* _YOUR OBJECTIVE_
Please output the lines shown below exactly as they appear.
-- Start of RECORDS FOR THIS TASK --
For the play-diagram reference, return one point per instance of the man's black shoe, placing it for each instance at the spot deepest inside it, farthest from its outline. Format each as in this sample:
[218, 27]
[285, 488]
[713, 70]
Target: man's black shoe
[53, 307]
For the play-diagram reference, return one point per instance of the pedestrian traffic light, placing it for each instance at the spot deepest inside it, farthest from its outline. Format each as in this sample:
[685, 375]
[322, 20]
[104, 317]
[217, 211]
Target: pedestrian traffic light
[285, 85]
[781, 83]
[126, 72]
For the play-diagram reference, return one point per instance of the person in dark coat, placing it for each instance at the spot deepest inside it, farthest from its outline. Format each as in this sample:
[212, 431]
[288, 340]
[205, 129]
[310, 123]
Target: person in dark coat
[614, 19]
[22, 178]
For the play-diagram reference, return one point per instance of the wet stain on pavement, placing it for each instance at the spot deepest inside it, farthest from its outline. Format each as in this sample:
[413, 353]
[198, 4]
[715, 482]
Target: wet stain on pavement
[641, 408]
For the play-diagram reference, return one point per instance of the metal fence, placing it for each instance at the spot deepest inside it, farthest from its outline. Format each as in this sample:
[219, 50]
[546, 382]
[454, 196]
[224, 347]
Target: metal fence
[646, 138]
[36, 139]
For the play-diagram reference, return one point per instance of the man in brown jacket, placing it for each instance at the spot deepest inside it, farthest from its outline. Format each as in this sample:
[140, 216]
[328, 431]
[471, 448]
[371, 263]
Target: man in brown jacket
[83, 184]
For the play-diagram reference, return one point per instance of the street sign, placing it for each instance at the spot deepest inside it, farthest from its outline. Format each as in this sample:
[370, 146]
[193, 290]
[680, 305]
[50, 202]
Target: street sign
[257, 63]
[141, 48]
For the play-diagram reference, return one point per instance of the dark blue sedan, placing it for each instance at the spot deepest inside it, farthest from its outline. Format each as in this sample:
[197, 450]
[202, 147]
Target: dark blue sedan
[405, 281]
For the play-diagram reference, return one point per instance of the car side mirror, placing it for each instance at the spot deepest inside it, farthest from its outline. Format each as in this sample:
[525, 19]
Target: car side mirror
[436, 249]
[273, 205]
-- End of RECORDS FOR THIS TASK --
* _CORRECT OUTPUT_
For the play-diagram reference, return one point per instance of the man's black shoe, placing it for each instance at the spot deepest inside it, farthest from its outline. Format each as in this sample:
[218, 27]
[285, 488]
[713, 70]
Target: man's black shoe
[53, 307]
For the play-diagram reference, return one point per instance of the pedestrian traffic light, placing it for each instance at the spot deepest inside it, farthest from its outline. Format each as in this sample:
[685, 375]
[322, 20]
[104, 317]
[217, 211]
Target: pedestrian traffic light
[285, 85]
[781, 83]
[126, 72]
For the play-diagram reference, return one point per instance of the person in dark coat, placing it for each instance at the spot deepest inside it, farthest from its outline. Format each as in this sample:
[212, 431]
[288, 340]
[205, 129]
[310, 123]
Target: person in dark coat
[614, 19]
[22, 178]
For the play-diagram reference, return one point per instance of the wet stain on pavement, placing it for each instance at the spot deepest inside it, farthest from its outline. Format each as in this sample:
[413, 353]
[198, 4]
[715, 482]
Target: wet stain on pavement
[641, 408]
For the play-diagram reference, return one point per instance of the metal fence, placing it for each instance at the spot deepest inside it, farthest from its outline. Format each as in this sample:
[219, 50]
[546, 382]
[454, 196]
[224, 347]
Target: metal fence
[646, 138]
[36, 139]
For the play-diagram reference, return one point per instance of the man in brown jacket, placing it for each instance at the spot deepest inside it, farthest from its outline. Format each as in this sample:
[140, 216]
[328, 431]
[471, 448]
[371, 263]
Target: man in brown jacket
[83, 184]
For the play-diagram reference, return one point per instance of the street sign, placing it for each instance at the spot deepest inside it, farthest from its outline. Format each as in this sample:
[370, 146]
[193, 290]
[680, 305]
[50, 202]
Target: street sign
[257, 63]
[141, 48]
For the play-diagram reference, return one point per instance of the dark blue sedan, placing it for each instance at the spot deepest inside it, farthest from its outline. Format each as in this sample:
[197, 450]
[202, 147]
Target: dark blue sedan
[405, 281]
For the play-diagram reference, return one point per instance of the car side mirror, placing it for each instance at the spot deepest inside it, farthest from its outline. Format each as in this sample:
[525, 19]
Target: car side mirror
[436, 249]
[273, 205]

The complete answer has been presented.